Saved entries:
_ _ _ _

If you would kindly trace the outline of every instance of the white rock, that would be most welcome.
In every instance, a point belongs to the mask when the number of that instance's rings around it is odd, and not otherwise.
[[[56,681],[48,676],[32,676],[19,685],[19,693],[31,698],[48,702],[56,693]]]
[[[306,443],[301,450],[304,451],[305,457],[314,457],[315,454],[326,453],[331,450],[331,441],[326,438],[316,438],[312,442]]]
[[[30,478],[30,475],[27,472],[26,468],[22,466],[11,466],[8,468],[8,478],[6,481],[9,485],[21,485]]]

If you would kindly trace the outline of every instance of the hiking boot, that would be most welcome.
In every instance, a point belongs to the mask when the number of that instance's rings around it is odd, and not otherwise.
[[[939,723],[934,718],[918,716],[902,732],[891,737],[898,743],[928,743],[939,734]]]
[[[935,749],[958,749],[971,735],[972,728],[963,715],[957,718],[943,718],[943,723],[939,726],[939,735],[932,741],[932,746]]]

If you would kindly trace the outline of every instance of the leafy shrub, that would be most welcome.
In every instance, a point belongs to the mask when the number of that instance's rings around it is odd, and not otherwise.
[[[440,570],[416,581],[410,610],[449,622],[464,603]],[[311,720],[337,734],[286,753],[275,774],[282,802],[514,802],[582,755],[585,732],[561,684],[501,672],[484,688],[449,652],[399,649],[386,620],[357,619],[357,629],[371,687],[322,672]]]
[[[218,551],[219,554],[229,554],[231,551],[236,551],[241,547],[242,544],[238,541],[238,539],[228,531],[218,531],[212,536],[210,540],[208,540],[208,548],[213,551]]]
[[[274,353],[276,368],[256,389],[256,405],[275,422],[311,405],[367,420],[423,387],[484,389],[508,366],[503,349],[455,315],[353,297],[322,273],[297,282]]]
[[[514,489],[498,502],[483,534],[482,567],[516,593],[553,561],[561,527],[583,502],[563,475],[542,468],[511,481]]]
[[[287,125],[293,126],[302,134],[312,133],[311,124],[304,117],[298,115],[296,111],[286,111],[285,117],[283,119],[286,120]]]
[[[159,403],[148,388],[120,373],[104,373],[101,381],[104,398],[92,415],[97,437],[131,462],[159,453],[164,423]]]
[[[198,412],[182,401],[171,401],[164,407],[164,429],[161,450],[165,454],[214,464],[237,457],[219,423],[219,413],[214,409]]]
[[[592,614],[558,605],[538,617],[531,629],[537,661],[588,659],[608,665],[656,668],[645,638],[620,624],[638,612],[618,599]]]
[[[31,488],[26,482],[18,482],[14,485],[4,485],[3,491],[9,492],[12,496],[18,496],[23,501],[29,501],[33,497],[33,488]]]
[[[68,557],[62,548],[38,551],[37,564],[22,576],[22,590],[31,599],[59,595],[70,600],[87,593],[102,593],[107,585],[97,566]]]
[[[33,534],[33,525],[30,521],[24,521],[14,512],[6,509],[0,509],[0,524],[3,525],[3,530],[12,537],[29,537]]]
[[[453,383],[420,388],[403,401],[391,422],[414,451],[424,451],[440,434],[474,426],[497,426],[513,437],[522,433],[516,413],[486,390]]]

_ _ _ _

> **What you are asked to do**: Using the data above, print every record exactly as shown.

> **Result of the task**:
If you would kindly trace the outline of every instance of the white rock, that would be most welcome.
In every instance, a point belongs to the mask when the number of that instance's rings around it is odd, and not otherwise.
[[[56,681],[48,676],[32,676],[19,685],[19,693],[31,698],[48,702],[56,693]]]
[[[306,443],[301,450],[304,451],[305,457],[314,457],[315,454],[326,453],[331,450],[331,441],[326,438],[316,438],[312,442]]]
[[[30,478],[30,475],[27,472],[26,468],[22,466],[11,466],[8,468],[8,478],[6,481],[9,485],[21,485]]]

If you would kindly trace the outline of every instance of the hiking boot, that would be most welcome.
In every instance, a point belongs to the mask when the number of that instance's rings around it is odd, and not otherwise.
[[[939,723],[934,718],[918,716],[902,732],[891,737],[898,743],[928,743],[939,734]]]
[[[935,749],[958,749],[971,735],[972,728],[963,715],[957,718],[943,718],[943,723],[939,726],[939,735],[932,741],[932,746]]]

If you would kindly trace the outline of every instance of the leafy shrub, that would be most welcome.
In every instance, a point belongs to the mask when the number of that instance's rings around it is odd, and not otherwise.
[[[440,570],[416,581],[410,610],[449,622],[464,603]],[[311,720],[337,734],[286,753],[275,774],[282,802],[514,802],[582,755],[585,732],[561,684],[501,672],[484,688],[449,652],[399,649],[386,620],[357,619],[357,629],[371,687],[322,672]]]
[[[218,551],[219,554],[229,554],[231,551],[236,551],[241,547],[242,544],[238,541],[238,539],[228,531],[218,531],[212,536],[210,540],[208,540],[208,548],[213,551]]]
[[[274,353],[276,368],[256,389],[256,405],[275,422],[311,405],[367,420],[423,387],[484,389],[508,366],[503,349],[455,315],[353,297],[322,273],[297,282]]]
[[[514,489],[498,502],[483,534],[482,567],[516,593],[553,561],[561,527],[583,502],[563,475],[542,468],[511,481]]]
[[[287,125],[293,126],[302,134],[312,133],[311,124],[304,117],[298,115],[296,111],[286,111],[285,117],[283,119],[286,120]]]
[[[159,403],[148,388],[120,373],[104,373],[101,381],[104,398],[92,415],[97,437],[131,462],[159,453],[164,423]]]
[[[198,412],[182,401],[171,401],[164,407],[164,429],[161,450],[165,454],[214,464],[237,457],[219,423],[219,413],[214,409]]]
[[[592,614],[558,605],[538,617],[531,629],[537,661],[588,659],[608,665],[656,668],[645,638],[620,624],[638,612],[618,599]]]
[[[31,488],[26,482],[18,482],[14,485],[4,485],[3,491],[9,492],[12,496],[18,496],[23,501],[29,501],[33,497],[33,488]]]
[[[68,557],[62,548],[38,551],[37,564],[22,576],[22,590],[31,599],[59,595],[70,600],[87,593],[102,593],[107,585],[97,566]]]
[[[33,534],[33,525],[30,521],[24,521],[14,512],[6,509],[0,509],[0,524],[3,525],[3,530],[12,537],[29,537]]]
[[[453,383],[420,388],[403,401],[391,422],[414,451],[424,451],[440,434],[474,426],[497,426],[513,437],[522,433],[516,413],[486,390]]]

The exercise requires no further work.